WHAT THE TASK ASKS: Pick out and copy every line in the items below that contains the word "each".

Source records:
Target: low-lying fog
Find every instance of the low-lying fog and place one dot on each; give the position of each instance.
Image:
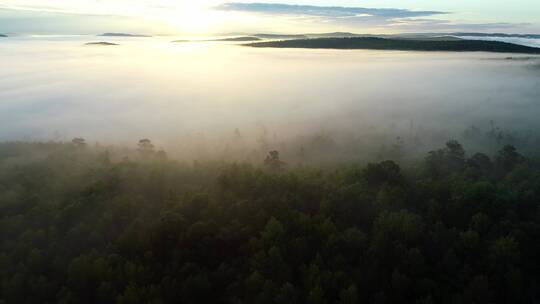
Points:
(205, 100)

---

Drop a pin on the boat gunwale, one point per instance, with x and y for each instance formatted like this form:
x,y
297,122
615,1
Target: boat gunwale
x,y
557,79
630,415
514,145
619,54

FULL SOLUTION:
Find every instance of the low-lying fog and place one dot on each; give the position of each instance.
Drop a pin on the boat gunwale, one point per instance, with x and y for each instance formatted like this form:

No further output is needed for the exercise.